Start of Information shown

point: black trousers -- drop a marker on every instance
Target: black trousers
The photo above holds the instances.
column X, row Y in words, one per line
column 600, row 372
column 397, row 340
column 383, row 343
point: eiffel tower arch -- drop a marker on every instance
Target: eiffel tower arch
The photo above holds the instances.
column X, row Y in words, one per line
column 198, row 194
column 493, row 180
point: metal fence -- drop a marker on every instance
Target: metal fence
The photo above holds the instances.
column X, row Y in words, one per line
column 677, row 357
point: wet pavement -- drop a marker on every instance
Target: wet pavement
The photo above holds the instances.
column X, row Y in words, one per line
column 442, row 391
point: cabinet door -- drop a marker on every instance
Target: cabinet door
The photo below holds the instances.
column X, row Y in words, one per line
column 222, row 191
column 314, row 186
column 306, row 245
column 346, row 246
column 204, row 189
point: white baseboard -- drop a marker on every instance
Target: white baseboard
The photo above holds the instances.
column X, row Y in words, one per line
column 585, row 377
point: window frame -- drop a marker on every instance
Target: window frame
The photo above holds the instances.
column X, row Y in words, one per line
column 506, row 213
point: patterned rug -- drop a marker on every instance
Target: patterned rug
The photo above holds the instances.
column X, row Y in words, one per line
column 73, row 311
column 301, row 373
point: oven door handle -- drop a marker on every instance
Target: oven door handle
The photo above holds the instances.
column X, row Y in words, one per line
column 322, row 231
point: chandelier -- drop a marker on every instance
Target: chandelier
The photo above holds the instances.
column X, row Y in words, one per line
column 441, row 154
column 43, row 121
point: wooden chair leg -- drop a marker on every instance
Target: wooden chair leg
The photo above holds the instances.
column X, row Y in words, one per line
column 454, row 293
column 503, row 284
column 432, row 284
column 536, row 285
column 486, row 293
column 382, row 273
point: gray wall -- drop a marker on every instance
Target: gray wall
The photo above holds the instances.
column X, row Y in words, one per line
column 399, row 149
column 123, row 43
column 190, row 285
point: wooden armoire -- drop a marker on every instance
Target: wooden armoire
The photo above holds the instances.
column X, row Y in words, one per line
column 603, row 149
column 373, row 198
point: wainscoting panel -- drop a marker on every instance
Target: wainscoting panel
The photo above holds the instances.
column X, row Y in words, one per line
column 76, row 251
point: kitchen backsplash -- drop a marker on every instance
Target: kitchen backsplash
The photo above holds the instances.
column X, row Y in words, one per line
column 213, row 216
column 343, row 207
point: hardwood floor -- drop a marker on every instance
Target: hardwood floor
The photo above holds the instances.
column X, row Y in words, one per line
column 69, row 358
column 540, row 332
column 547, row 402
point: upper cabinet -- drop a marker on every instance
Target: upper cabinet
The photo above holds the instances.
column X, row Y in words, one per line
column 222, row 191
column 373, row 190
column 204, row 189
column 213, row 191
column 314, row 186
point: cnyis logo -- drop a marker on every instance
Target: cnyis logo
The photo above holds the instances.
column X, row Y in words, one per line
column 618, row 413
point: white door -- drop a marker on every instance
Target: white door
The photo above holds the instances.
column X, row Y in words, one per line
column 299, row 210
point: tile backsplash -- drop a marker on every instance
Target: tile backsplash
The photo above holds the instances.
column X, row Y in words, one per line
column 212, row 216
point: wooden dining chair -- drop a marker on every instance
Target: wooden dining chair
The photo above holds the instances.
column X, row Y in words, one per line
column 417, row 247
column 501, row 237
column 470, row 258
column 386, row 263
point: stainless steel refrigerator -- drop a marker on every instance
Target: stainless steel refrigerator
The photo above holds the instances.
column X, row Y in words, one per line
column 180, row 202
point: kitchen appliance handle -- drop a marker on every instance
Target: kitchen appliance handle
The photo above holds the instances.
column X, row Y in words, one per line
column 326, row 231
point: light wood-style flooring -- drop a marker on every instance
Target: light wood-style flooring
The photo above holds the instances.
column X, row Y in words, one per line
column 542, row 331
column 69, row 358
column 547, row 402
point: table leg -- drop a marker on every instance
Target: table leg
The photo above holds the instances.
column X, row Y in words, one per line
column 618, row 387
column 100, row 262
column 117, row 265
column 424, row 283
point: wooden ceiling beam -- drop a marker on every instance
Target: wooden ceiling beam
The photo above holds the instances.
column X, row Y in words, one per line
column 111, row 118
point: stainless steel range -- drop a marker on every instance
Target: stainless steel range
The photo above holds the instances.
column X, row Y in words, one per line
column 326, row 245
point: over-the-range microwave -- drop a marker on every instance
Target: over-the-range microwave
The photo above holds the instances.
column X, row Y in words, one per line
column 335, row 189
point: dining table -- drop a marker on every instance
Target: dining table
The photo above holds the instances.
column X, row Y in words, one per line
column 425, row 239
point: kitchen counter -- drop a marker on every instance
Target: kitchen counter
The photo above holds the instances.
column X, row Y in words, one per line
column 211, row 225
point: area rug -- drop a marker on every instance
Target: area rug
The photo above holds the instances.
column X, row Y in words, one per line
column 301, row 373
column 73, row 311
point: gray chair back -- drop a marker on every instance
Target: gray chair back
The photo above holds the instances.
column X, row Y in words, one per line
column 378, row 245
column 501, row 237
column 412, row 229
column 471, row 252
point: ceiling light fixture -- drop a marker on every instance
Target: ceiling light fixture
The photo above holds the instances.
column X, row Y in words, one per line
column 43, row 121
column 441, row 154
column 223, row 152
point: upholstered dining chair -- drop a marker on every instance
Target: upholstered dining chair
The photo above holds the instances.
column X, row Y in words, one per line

End of Information shown

◆ Set task
Could you update the whole listing above by replacing "drop a marker on every instance" with "place a marker on each instance" throughout and give every line back with nothing else altered?

◆ Solution for this task
point: black trousers -- place a marker on each instance
Target: black trousers
The photo above holds the instances.
column X, row Y in words, one per line
column 600, row 372
column 397, row 340
column 383, row 343
point: eiffel tower arch -- place a marker on each instance
Target: eiffel tower arch
The photo above holds the instances.
column X, row Y in words, one per line
column 198, row 194
column 493, row 180
point: metal fence -- place a marker on each instance
Target: metal fence
The photo above holds the instances.
column X, row Y in words, one per line
column 677, row 357
point: wet pavement -- place a marker on each instance
Target: wet pavement
The photo above holds the instances.
column X, row Y in words, one per line
column 442, row 391
point: cabinet door -- place a marker on each instance
Target: cabinet door
The photo below holds the instances.
column X, row Y in words, one per line
column 222, row 191
column 314, row 186
column 306, row 245
column 346, row 246
column 204, row 189
point: white baseboard -- place a marker on each instance
Target: white baseboard
The photo above holds the instances.
column X, row Y in words, one per line
column 585, row 377
point: window frame -- place a marker on each instance
Target: window frame
The photo above holds the instances.
column X, row Y in words, one per line
column 506, row 213
point: patterned rug -- place a marker on each instance
Target: patterned rug
The photo above holds the instances.
column X, row Y in words, one per line
column 73, row 311
column 301, row 373
point: oven door handle -- place a marker on each instance
Target: oven door handle
The photo above holds the instances.
column X, row Y in words, one per line
column 322, row 231
point: chandelier -- place a marker on each instance
Target: chandelier
The photo above holds the instances.
column X, row Y in words, one per line
column 441, row 154
column 43, row 121
point: wooden chair leg -- place a marker on each instance
Target: wooden chair leg
The photo above holds the instances.
column X, row Y in words, one per line
column 454, row 293
column 503, row 284
column 432, row 284
column 536, row 285
column 486, row 293
column 382, row 273
point: gray wall -- place a marker on each instance
Target: gray wall
The photo above holds the instances.
column X, row Y in words, one per line
column 399, row 149
column 123, row 43
column 190, row 285
point: wooden armoire -- place a marker on each instance
Target: wooden armoire
The photo above holds the instances.
column X, row Y in words, one per line
column 603, row 149
column 373, row 198
point: wainscoting panel -- place a marker on each instance
Target: wainscoting panel
The photo above holds the instances.
column X, row Y in words, one per line
column 76, row 251
point: kitchen backsplash -- place a marker on each instance
Target: kitchen backsplash
The photo above holds the instances.
column X, row Y in words, one per line
column 213, row 216
column 343, row 207
point: hardwood floor -- place a marker on each instance
Target: hardwood floor
The photo above holds the instances.
column X, row Y in words, one per line
column 69, row 358
column 540, row 332
column 547, row 402
point: upper cabinet -- place a marker on each instance
Target: upper cabinet
The photo above holds the instances.
column X, row Y in words, one per line
column 222, row 191
column 373, row 190
column 204, row 189
column 213, row 191
column 314, row 186
point: cnyis logo -- place a marker on each instance
Target: cnyis logo
The photo above holds the instances.
column X, row Y in words, one per line
column 618, row 413
point: white door -- place a marker on each instance
Target: white door
The photo above holds the instances.
column X, row Y in words, one per line
column 299, row 210
point: tile backsplash -- place a marker on each instance
Target: tile backsplash
The photo above holds the instances.
column X, row Y in words, one per line
column 212, row 216
point: wooden dining chair -- place a marker on each instance
Target: wooden dining chair
The photo above holds the instances.
column X, row Y in words, one per line
column 417, row 247
column 501, row 237
column 470, row 258
column 386, row 263
point: stainless steel refrigerator -- place a marker on each instance
Target: stainless steel refrigerator
The photo above holds the instances.
column X, row Y in words, one per line
column 180, row 202
point: kitchen appliance handle -- place a marker on each instance
Target: kitchen appliance handle
The photo above holds the instances.
column X, row Y in words, one per line
column 326, row 231
point: light wood-style flooring -- place a marker on each instance
Target: light wood-style flooring
The photo above holds the instances.
column X, row Y in words, one per line
column 542, row 331
column 69, row 358
column 547, row 402
point: table leg -- place a marker on each instance
Target: table leg
The photo above holds the instances.
column X, row Y in words, one per line
column 618, row 387
column 100, row 262
column 117, row 265
column 424, row 283
point: wooden ceiling beam -- place a marker on each instance
Target: wooden ceiling beam
The photo above holds the instances.
column X, row Y in words, one per line
column 111, row 118
point: stainless steel range -- place a marker on each instance
Target: stainless steel range
The photo above holds the instances.
column X, row Y in words, one per line
column 326, row 245
point: over-the-range microwave -- place a marker on each instance
Target: over-the-range microwave
The photo above holds the instances.
column X, row Y in words, one per line
column 335, row 189
point: dining table -- place a marker on each instance
Target: dining table
The photo above holds the instances.
column X, row Y in words, one per line
column 425, row 239
point: kitchen counter -- place a marker on each instance
Target: kitchen counter
The photo above holds the instances.
column X, row Y in words, one per line
column 211, row 225
point: area rug -- place a marker on each instance
Target: area rug
The photo above holds the instances.
column X, row Y in words, one per line
column 301, row 373
column 73, row 311
point: gray chair back -- place a marker on each instance
Target: gray chair back
The photo above holds the instances.
column X, row Y in words, one per line
column 378, row 245
column 501, row 237
column 412, row 229
column 471, row 252
point: ceiling light fixture -- place a marker on each instance
Target: ceiling light fixture
The photo above holds the instances.
column X, row Y in words, one per line
column 43, row 121
column 441, row 154
column 223, row 152
point: upholstered dining chair -- place a marker on each instance
Target: upholstered dining chair
The photo above holds the instances.
column X, row Y in words, one per line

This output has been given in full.